Once the pictures have been excluded, set down each remaining entry word for word.

[[ SUPPLIED INFORMATION, beginning ]]

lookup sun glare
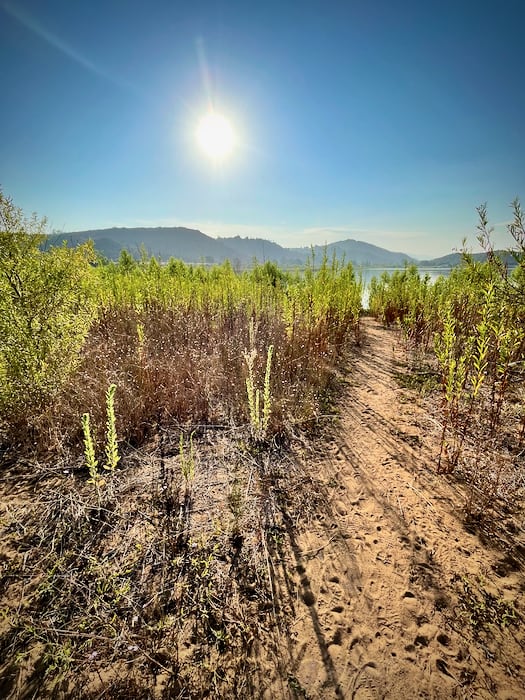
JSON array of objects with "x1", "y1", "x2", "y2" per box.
[{"x1": 196, "y1": 112, "x2": 235, "y2": 160}]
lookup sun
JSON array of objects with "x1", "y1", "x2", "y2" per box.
[{"x1": 196, "y1": 112, "x2": 235, "y2": 160}]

[[ SUPPLIED INFORMATION, end ]]

FINISHED TASK —
lookup sun glare
JSON array of objects with "x1", "y1", "x2", "y2" per box.
[{"x1": 196, "y1": 112, "x2": 235, "y2": 160}]
lookup sun
JSON array of objects with "x1", "y1", "x2", "y2" per box.
[{"x1": 196, "y1": 112, "x2": 235, "y2": 160}]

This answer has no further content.